* [Exercise instructions] Update the rows below by replacing each occurrence of "outline" with "contour", leaving everything else unchanged.

-- Begin Material provided --

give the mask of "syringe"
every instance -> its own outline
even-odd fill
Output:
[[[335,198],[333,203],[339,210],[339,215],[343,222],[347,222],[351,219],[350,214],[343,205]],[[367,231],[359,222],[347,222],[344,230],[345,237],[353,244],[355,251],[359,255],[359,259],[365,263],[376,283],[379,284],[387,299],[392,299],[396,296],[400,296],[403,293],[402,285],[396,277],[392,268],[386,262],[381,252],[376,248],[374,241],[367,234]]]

-- End Material provided --

* [Complete answer]
give the mask of "syringe"
every instance -> its own contour
even-odd fill
Output:
[[[335,198],[333,203],[339,210],[339,215],[343,222],[347,222],[351,219],[350,214],[343,205]],[[367,231],[359,222],[347,222],[344,230],[345,237],[353,244],[355,251],[359,255],[359,259],[365,263],[376,283],[379,284],[387,299],[392,299],[396,296],[400,296],[403,293],[402,285],[396,277],[392,268],[386,262],[381,252],[376,248],[374,241],[367,234]]]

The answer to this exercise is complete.